● Work instructions:
Find the line that contains "Exercise. For every instance of the overcast"; then retype it and each line after it, exactly, through the final line of the data below.
# START OF Supplied information
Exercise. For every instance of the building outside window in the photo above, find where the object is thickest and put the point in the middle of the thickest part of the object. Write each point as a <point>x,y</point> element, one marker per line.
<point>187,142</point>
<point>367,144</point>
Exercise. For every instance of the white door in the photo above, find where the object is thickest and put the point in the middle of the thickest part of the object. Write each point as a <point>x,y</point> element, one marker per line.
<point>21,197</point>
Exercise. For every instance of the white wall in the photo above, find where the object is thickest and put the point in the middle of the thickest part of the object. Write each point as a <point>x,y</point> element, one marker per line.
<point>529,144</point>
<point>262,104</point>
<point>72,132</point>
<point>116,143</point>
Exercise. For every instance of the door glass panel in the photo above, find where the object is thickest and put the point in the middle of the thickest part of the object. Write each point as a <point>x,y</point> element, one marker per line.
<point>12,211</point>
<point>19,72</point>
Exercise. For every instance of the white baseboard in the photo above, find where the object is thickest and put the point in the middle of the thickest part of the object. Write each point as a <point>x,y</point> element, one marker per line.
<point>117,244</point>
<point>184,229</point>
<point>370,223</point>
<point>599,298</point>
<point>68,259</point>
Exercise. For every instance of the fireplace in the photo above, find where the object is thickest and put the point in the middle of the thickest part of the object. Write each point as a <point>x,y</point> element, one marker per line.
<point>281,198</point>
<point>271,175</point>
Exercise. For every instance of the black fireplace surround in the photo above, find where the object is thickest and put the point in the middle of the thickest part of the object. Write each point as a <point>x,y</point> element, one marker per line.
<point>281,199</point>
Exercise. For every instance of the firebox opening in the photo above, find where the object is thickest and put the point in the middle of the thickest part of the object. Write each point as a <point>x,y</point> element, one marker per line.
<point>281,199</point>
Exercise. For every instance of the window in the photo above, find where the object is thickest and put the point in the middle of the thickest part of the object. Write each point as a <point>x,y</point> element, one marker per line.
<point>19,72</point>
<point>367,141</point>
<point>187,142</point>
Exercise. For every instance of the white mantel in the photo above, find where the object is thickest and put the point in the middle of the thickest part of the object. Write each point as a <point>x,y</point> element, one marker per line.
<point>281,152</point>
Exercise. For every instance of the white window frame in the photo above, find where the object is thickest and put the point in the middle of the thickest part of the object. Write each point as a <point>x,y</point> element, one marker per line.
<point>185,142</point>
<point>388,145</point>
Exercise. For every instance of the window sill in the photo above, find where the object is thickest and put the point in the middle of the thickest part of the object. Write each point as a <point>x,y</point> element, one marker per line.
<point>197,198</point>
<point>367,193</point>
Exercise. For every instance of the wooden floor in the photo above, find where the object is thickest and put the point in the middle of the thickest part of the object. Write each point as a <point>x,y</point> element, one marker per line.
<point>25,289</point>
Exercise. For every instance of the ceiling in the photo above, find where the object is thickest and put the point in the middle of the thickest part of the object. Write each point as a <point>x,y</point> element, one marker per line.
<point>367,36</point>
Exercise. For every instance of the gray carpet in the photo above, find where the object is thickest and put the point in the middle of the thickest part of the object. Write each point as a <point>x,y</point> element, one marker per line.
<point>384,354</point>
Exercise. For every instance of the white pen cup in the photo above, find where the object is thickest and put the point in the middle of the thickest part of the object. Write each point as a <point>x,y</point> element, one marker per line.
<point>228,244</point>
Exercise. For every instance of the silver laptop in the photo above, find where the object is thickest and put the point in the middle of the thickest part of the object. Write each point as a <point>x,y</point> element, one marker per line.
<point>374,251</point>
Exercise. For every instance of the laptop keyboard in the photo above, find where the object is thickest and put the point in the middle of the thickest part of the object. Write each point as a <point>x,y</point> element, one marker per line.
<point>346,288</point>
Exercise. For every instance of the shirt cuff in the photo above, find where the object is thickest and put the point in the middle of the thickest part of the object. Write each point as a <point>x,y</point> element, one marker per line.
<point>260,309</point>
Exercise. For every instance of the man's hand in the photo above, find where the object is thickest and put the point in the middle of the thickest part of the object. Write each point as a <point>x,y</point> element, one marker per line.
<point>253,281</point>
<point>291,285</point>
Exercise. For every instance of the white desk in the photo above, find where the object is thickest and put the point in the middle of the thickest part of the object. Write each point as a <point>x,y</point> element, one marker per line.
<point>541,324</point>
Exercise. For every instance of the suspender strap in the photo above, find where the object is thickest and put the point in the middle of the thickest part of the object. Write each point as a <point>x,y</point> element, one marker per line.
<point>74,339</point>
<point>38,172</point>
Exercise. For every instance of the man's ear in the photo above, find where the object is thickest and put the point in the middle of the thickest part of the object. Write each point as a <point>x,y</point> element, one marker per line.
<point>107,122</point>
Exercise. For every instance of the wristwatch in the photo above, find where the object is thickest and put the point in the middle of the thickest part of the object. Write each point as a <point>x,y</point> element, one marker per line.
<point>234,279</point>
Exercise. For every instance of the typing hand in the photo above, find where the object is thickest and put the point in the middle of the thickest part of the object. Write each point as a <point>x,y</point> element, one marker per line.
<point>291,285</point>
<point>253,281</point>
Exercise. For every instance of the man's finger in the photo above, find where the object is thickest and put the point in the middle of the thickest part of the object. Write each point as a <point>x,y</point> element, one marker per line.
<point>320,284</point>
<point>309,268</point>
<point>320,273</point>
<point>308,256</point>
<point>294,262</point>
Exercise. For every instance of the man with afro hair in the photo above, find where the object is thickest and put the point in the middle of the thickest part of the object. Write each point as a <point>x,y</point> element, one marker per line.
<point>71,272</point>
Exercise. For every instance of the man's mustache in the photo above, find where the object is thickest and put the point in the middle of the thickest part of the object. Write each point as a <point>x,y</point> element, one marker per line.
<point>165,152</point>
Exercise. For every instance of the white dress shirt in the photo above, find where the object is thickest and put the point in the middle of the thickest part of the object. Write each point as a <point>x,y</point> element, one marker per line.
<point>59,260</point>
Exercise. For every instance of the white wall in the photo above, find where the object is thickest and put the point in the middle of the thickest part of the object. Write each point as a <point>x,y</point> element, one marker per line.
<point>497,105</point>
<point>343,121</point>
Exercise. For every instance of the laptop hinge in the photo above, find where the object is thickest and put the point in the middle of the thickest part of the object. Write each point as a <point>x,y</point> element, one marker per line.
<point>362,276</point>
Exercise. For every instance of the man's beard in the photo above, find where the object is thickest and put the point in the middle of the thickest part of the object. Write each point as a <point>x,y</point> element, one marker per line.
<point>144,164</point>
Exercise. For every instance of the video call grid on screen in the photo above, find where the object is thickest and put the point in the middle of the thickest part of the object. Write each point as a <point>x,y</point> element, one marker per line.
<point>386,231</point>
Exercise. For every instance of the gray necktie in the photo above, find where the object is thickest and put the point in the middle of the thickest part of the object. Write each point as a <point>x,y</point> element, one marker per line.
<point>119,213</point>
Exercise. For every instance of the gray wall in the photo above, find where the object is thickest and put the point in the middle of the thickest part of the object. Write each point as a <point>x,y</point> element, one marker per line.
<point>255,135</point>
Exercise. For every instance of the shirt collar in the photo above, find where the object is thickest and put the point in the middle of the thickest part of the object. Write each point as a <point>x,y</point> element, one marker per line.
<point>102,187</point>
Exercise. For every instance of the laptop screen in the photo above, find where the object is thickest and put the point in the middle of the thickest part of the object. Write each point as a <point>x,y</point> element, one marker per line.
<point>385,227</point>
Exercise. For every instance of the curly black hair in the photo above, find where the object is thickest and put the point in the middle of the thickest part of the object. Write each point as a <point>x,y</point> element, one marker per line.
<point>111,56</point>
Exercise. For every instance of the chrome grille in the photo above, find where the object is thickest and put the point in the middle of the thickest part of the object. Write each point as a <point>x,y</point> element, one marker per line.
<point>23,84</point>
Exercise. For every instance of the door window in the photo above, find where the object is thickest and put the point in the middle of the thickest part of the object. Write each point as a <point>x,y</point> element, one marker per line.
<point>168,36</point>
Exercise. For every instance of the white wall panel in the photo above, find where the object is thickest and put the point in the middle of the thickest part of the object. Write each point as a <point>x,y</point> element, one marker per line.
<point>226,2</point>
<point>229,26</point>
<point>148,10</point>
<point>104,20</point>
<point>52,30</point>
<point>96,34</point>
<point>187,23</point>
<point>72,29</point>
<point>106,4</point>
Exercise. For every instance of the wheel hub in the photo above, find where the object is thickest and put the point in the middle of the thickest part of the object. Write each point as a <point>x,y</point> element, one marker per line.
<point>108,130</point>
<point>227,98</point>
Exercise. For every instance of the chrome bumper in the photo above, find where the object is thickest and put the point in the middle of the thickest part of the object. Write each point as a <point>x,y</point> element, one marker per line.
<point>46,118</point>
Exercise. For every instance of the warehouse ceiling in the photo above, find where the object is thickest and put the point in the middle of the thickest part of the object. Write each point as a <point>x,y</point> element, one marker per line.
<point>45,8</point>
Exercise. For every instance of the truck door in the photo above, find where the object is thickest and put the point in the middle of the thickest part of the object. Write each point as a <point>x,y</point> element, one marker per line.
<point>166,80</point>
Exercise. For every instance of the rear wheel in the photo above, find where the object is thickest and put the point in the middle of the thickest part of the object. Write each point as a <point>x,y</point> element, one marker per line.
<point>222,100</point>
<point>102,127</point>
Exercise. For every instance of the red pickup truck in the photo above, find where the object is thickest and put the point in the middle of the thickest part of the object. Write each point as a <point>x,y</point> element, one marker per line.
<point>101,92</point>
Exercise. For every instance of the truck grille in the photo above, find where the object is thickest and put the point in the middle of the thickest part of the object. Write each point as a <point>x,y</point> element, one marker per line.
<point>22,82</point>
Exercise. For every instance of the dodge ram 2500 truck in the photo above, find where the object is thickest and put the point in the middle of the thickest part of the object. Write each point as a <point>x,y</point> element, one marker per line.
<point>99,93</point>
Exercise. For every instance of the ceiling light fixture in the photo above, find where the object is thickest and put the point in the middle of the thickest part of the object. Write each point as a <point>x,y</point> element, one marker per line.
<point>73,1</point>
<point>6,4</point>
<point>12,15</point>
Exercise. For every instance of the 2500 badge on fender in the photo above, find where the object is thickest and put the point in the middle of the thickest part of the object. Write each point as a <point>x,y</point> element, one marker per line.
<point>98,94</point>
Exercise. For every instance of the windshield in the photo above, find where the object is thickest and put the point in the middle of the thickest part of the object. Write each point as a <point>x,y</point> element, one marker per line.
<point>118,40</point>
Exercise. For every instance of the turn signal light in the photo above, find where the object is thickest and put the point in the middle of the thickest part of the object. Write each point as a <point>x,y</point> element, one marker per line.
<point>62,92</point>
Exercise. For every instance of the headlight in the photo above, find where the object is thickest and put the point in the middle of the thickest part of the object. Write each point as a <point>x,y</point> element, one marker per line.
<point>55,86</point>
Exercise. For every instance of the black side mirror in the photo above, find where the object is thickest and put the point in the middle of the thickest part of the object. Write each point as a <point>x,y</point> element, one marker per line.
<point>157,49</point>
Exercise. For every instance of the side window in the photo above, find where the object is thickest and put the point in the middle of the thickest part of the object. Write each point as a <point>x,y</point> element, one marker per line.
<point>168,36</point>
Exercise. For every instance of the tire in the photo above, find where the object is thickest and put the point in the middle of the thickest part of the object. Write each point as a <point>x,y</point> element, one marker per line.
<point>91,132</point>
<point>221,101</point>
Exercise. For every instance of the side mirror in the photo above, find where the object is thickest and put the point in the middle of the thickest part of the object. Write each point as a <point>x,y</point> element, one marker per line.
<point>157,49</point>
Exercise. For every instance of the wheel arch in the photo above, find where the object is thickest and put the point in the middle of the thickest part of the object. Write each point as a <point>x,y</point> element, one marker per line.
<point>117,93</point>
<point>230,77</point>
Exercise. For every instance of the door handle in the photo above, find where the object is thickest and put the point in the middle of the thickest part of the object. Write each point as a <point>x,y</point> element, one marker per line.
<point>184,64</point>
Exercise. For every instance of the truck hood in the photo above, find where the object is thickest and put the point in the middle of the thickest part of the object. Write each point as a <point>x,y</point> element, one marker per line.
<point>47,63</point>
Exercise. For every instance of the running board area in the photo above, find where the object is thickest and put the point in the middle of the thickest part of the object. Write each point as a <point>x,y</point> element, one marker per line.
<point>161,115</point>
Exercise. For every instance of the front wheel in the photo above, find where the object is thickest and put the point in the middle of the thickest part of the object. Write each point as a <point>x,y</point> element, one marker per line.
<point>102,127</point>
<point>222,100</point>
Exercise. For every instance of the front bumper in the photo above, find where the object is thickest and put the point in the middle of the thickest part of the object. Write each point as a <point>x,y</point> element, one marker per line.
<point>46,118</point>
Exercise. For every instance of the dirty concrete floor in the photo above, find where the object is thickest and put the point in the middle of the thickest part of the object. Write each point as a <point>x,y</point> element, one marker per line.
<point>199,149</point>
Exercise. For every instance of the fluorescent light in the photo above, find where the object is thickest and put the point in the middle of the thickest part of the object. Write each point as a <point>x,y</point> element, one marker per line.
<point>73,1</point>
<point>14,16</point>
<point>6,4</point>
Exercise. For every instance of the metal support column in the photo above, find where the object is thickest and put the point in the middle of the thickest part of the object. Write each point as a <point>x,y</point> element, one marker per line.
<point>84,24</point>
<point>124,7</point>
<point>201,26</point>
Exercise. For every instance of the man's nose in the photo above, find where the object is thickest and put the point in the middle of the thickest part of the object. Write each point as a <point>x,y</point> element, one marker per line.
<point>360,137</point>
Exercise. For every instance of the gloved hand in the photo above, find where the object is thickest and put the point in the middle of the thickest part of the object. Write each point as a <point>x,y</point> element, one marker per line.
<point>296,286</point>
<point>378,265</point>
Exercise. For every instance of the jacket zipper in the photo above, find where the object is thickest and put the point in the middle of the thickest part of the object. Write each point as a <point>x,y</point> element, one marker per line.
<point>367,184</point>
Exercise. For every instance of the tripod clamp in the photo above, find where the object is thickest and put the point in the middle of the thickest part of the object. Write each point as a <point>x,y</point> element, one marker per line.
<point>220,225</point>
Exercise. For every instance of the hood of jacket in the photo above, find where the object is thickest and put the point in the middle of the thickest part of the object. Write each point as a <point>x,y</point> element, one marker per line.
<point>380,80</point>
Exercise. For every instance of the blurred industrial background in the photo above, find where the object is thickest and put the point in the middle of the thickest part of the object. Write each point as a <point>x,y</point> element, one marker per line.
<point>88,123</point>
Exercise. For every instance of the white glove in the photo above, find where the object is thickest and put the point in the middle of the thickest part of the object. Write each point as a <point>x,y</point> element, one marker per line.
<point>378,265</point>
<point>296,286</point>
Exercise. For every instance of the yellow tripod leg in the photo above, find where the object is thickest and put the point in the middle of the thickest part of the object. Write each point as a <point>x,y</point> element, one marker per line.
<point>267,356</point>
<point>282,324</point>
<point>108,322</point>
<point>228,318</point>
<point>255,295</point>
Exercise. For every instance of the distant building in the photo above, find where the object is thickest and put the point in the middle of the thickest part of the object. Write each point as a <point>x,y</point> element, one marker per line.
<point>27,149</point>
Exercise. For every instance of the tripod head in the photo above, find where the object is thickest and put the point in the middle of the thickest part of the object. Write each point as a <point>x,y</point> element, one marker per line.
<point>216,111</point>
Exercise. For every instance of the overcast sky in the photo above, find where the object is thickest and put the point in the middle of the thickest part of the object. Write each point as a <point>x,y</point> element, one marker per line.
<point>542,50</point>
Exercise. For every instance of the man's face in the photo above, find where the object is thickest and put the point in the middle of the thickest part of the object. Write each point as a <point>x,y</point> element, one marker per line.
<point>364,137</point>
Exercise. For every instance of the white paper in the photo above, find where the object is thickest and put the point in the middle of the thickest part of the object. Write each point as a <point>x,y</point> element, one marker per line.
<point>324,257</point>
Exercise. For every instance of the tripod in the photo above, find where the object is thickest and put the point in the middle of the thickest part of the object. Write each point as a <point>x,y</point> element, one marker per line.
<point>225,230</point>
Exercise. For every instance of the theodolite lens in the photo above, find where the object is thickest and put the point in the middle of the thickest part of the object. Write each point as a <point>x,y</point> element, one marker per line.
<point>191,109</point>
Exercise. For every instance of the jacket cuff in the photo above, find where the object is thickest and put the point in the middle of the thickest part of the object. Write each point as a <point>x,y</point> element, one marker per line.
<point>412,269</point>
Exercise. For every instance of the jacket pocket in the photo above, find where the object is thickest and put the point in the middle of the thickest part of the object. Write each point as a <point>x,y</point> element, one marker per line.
# END OF Supplied information
● Response:
Exercise. For every instance of the overcast sky in the photo above, find where the object is thickest and put the point in the middle of the thickest part of the object. Write each point as a <point>x,y</point> element, one marker per line.
<point>542,50</point>
Exercise. For every instance of the man's face in the photo above, find where the object is thickest and put the point in the middle of the thickest part of the object. Write each point as a <point>x,y</point> element, one marker per line.
<point>364,137</point>
Exercise. For every instance of the white paper in the photo above, find where the object is thickest and put the point in the middle of the thickest part of the object. Write each point as a <point>x,y</point> element, one marker per line.
<point>324,257</point>
Exercise. For every instance of the tripod in the photo above, find where the object is thickest and put the point in the middle of the thickest part of the object. Write each point as a <point>x,y</point> element, one marker per line.
<point>225,230</point>
Exercise. For every instance of the theodolite lens in the photo above, find where the object is thickest and put the point in the middle of the thickest part of the object. Write each point as a <point>x,y</point> element, one marker per line.
<point>191,109</point>
Exercise. For every instance of the jacket cuff in the photo above, find where the object is thickest and put the point in the middle of the thickest part of the object. Write each point as a <point>x,y</point> element, one marker per line.
<point>412,269</point>
Exercise. For every instance of the jacket pocket in the photo above, find where the object is thickest and put the point in the middle of the thickest part of the object. Write each point as a <point>x,y</point> element, one marker per line.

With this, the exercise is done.